(Saved data entries)

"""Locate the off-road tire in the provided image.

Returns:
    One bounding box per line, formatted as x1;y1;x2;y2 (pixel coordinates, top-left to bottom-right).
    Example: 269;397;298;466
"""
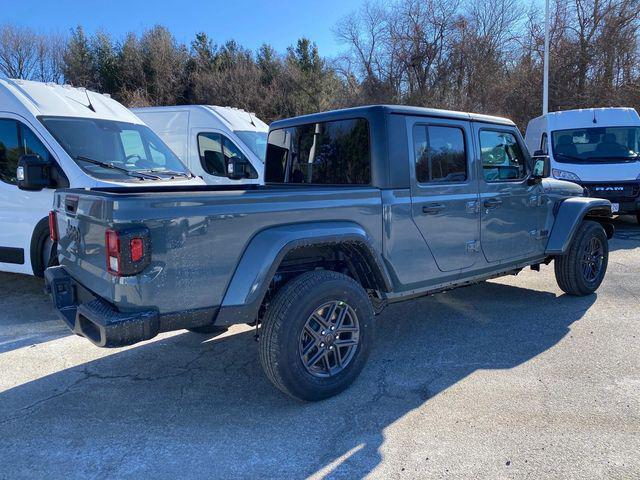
259;270;374;402
554;220;608;296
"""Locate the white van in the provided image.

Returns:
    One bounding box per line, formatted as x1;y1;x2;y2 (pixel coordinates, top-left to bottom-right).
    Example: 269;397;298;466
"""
132;106;268;185
525;108;640;222
0;79;204;277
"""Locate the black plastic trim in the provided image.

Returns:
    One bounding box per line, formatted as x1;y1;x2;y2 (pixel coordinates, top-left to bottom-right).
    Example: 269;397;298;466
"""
0;247;24;264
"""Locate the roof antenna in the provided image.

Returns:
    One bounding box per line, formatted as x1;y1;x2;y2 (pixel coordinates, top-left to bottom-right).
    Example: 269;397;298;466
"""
248;111;256;127
84;88;96;112
592;110;597;124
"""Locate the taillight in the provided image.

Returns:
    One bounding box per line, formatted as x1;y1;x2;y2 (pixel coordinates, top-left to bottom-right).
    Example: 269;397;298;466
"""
105;228;150;276
48;211;58;242
105;229;121;275
130;238;144;263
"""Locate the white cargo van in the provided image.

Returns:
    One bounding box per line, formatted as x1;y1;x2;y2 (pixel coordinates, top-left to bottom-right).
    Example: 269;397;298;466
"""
132;106;268;185
0;79;204;276
525;108;640;222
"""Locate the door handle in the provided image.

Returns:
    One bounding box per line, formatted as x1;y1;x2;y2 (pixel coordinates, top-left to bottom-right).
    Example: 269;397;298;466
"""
483;198;503;209
422;203;445;215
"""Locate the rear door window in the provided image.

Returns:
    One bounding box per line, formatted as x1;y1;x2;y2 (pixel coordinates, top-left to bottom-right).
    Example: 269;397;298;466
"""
265;118;370;185
413;125;467;183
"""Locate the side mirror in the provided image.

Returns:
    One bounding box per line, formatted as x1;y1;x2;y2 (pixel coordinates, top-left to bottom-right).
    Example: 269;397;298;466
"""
226;156;250;180
533;149;545;157
17;154;53;191
530;155;550;184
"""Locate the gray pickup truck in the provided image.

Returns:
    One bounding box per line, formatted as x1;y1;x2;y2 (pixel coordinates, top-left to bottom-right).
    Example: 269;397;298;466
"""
41;105;613;401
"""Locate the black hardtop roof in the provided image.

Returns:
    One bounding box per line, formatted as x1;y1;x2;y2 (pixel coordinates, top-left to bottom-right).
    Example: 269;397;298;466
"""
269;105;515;130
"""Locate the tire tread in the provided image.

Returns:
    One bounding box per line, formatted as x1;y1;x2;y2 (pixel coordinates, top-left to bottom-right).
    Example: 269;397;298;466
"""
554;220;608;296
259;270;371;400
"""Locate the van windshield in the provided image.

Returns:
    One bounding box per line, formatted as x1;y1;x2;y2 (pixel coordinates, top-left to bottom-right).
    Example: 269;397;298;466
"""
551;126;640;163
234;130;267;162
39;116;192;181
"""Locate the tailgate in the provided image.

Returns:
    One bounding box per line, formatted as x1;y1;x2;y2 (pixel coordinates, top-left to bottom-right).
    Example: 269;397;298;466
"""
52;190;114;300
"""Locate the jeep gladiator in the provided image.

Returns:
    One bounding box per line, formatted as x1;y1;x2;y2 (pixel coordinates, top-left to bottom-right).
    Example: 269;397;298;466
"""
44;105;613;401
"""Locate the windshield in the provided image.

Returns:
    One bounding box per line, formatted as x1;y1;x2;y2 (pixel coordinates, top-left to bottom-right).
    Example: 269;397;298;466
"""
39;116;191;181
234;130;267;163
551;126;640;163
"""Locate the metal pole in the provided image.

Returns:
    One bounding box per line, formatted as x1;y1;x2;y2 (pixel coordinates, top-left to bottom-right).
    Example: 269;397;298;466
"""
543;0;550;114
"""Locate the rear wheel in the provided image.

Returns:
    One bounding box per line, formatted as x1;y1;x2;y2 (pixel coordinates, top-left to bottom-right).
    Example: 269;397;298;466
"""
259;270;374;401
554;220;608;296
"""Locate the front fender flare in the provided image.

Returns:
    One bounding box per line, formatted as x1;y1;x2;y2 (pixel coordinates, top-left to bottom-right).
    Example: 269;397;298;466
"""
545;197;612;255
215;222;390;325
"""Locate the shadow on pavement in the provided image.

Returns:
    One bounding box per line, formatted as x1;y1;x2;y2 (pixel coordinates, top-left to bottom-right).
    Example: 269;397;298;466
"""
0;281;595;478
0;272;69;354
609;215;640;251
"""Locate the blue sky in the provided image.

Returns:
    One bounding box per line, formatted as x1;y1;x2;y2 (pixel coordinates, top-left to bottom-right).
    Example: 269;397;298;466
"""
1;0;363;56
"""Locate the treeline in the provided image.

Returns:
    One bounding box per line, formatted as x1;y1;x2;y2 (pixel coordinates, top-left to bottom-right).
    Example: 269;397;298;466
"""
1;0;640;128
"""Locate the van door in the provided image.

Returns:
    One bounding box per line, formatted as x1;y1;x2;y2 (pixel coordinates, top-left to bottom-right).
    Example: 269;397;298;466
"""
408;117;481;272
0;118;58;275
191;129;260;185
473;123;545;263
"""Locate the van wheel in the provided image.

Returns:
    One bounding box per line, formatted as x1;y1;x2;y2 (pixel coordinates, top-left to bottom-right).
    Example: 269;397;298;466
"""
259;270;374;401
30;219;57;277
554;221;608;296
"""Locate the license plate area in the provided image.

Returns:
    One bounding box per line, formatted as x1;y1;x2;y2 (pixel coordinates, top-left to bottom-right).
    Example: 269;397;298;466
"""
611;203;620;213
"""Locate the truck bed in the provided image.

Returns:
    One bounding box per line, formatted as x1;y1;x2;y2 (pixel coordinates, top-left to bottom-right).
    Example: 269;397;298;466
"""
52;185;384;317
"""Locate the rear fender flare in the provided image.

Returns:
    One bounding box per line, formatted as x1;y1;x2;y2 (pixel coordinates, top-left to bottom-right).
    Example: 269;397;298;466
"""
545;197;612;255
216;222;391;325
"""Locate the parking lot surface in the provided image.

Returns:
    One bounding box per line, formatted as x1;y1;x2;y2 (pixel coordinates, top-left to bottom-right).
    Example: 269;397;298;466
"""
0;217;639;479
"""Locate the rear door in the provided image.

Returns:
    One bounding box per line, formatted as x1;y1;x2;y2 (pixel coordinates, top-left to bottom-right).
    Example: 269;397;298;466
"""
408;116;481;272
473;123;545;263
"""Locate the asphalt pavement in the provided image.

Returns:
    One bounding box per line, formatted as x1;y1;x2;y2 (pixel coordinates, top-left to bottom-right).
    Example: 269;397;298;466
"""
0;217;638;479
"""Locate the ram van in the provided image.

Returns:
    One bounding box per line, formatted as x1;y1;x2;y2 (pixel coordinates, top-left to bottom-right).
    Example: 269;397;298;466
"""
132;105;268;185
0;79;204;277
525;108;640;223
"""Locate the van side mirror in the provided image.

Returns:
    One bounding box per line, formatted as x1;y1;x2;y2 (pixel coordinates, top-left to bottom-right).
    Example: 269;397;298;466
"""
17;154;54;191
533;149;545;157
530;155;550;184
226;156;250;180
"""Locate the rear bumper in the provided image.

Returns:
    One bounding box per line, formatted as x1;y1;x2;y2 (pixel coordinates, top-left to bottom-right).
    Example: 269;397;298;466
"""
45;266;160;347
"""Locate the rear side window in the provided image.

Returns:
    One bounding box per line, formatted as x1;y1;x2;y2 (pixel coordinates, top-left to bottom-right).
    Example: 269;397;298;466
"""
480;130;527;181
265;118;370;185
413;125;467;183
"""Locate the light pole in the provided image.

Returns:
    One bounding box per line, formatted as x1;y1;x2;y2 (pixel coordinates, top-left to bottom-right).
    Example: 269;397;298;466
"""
543;0;550;114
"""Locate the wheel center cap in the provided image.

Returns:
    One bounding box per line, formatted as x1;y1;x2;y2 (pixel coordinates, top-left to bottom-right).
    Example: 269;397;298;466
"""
323;333;335;345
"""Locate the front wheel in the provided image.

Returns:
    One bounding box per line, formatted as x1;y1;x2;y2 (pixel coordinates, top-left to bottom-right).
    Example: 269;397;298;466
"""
554;220;609;296
259;270;375;401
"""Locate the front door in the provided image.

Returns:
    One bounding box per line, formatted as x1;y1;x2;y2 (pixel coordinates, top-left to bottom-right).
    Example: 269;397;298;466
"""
192;129;260;185
0;117;56;275
474;124;544;263
408;117;481;272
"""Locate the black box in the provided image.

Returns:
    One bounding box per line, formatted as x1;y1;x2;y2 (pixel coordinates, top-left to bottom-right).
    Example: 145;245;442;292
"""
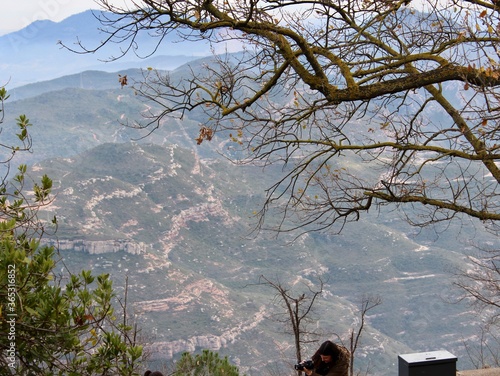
398;350;457;376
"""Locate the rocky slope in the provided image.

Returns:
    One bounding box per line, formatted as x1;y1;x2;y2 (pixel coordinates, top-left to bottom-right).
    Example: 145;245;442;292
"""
29;140;491;375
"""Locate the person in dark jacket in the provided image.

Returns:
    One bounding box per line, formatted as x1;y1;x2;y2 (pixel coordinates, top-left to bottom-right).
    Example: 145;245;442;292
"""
144;371;164;376
303;340;350;376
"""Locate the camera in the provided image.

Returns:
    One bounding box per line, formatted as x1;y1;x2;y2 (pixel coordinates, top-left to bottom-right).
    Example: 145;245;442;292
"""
294;359;314;371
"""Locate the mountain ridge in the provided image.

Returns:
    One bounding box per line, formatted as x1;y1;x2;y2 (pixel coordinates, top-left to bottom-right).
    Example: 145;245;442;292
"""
0;10;214;88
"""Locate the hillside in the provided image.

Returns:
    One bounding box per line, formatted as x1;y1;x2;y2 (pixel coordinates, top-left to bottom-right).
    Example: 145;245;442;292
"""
2;67;226;167
32;141;471;374
24;137;489;375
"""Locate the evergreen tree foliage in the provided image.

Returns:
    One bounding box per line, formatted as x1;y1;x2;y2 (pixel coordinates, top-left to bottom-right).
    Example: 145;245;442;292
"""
174;350;241;376
0;87;143;375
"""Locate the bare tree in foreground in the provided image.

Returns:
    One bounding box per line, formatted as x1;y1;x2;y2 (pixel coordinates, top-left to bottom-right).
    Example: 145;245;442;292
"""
67;0;500;236
348;296;382;376
258;275;324;370
455;245;500;368
258;276;381;375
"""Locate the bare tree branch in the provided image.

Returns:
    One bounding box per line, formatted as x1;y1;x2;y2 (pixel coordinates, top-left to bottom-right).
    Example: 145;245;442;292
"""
66;0;500;235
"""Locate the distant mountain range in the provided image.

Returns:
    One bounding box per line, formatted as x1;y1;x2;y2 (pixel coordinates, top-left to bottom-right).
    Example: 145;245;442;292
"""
1;10;496;376
0;10;224;88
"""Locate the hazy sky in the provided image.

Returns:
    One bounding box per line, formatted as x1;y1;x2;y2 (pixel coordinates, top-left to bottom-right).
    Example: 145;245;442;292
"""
0;0;438;35
0;0;124;35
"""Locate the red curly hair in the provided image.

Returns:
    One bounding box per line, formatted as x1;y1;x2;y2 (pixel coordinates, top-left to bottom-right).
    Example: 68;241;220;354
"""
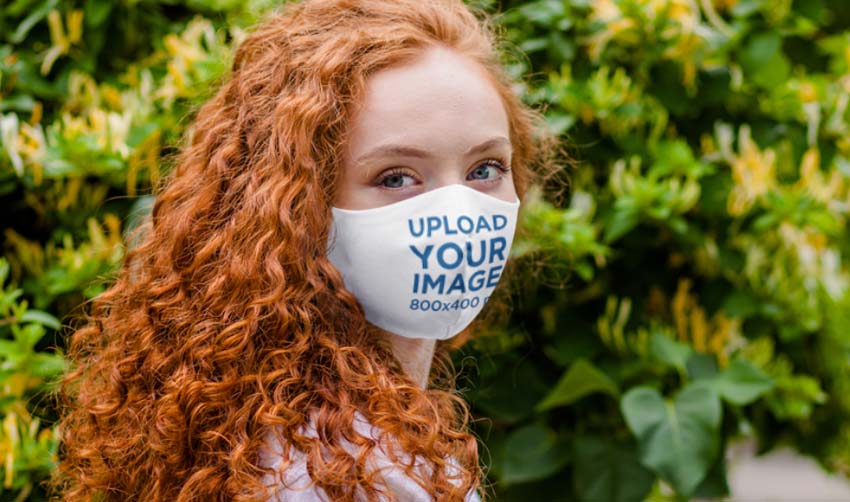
48;0;555;500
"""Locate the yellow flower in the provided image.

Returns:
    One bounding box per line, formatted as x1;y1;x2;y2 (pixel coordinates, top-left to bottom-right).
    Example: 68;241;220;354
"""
41;9;84;75
726;125;777;216
777;222;848;300
795;147;847;204
597;295;633;353
713;0;737;10
663;32;701;89
670;278;738;366
799;81;818;103
591;0;621;22
0;113;47;182
586;0;634;62
664;0;698;26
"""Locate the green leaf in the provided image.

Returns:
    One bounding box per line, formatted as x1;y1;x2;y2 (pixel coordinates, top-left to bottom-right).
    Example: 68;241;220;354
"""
84;0;113;27
573;436;655;502
709;359;774;406
739;32;791;89
621;382;722;496
0;95;36;113
20;310;61;330
473;357;548;424
0;258;10;286
649;331;692;372
543;325;601;367
621;387;667;437
536;358;619;411
722;290;761;318
731;0;765;17
691;451;731;498
520;37;549;53
544;111;576;135
603;203;639;242
496;475;575;502
497;423;570;484
9;0;59;44
12;323;46;351
0;340;19;357
126;122;160;149
517;0;565;25
697;173;732;216
686;353;719;380
29;352;67;378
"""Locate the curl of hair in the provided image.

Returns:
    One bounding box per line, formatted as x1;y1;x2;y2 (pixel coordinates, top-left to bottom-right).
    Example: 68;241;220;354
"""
47;0;562;500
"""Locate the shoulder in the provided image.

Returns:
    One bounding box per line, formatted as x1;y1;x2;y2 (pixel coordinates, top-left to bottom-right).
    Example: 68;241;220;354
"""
258;412;481;502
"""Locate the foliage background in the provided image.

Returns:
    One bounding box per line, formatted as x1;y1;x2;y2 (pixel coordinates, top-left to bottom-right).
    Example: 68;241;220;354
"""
1;0;849;500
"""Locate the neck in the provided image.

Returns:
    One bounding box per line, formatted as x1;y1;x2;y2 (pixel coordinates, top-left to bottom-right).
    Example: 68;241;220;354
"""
381;333;437;389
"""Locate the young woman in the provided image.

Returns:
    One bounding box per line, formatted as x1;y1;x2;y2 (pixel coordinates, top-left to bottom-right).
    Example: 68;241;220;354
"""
49;0;557;500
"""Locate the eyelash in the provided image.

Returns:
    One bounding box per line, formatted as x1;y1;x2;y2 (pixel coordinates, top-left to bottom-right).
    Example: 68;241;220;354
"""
376;167;409;183
473;159;512;181
374;159;512;188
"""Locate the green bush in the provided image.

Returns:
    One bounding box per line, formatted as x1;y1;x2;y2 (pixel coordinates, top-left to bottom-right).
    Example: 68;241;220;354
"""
2;0;849;500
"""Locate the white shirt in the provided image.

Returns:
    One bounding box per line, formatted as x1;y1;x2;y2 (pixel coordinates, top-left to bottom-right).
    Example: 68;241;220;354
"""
258;412;481;501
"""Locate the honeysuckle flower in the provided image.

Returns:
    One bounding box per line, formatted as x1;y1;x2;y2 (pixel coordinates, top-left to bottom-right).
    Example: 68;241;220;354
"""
795;147;847;205
41;9;83;76
724;124;778;216
0;114;24;177
152;17;236;107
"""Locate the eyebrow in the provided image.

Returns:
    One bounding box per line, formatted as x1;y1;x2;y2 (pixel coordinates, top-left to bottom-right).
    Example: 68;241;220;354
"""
354;136;511;165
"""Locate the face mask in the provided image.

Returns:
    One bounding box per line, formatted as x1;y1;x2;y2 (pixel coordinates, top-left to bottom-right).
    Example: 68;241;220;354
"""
326;184;520;340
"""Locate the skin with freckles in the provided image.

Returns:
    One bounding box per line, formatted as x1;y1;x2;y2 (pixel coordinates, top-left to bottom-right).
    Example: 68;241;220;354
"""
334;44;518;388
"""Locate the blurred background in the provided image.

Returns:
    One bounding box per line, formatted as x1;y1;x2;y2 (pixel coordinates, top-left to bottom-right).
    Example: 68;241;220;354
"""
1;0;850;500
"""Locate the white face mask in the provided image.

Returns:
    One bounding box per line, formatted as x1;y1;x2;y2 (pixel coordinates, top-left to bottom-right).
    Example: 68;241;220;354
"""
326;184;520;340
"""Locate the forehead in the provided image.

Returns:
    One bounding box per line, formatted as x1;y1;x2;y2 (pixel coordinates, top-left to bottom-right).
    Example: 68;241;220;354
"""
345;46;510;155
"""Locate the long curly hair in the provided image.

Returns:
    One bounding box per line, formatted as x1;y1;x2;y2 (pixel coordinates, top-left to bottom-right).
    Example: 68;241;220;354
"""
47;0;556;500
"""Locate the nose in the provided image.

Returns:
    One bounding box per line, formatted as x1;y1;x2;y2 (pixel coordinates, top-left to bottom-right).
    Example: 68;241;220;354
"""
428;161;467;190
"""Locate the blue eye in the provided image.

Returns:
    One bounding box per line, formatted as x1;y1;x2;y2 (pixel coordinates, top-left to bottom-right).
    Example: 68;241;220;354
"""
377;168;417;189
468;160;510;182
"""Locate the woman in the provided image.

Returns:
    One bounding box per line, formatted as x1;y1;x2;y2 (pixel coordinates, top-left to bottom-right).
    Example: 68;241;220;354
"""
49;0;557;500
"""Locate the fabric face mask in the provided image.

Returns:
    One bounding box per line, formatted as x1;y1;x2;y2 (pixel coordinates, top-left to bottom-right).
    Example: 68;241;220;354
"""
326;184;520;340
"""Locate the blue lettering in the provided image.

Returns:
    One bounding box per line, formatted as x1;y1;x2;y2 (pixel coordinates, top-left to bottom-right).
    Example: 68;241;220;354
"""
426;216;441;238
465;240;486;267
422;274;446;294
468;270;486;291
437;242;463;269
408;218;425;237
457;216;474;234
442;215;458;235
486;265;503;287
409;244;434;269
489;237;507;263
493;214;507;231
446;274;467;295
475;215;492;233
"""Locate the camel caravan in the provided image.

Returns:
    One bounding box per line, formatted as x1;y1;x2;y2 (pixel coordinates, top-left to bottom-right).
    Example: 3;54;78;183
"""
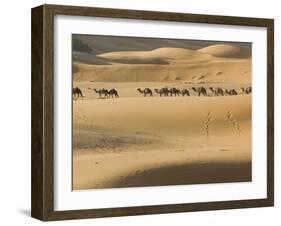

- What needs to be done -
From the data above, determine how many lines hold "roof", and write only the number.

- The completed task -
2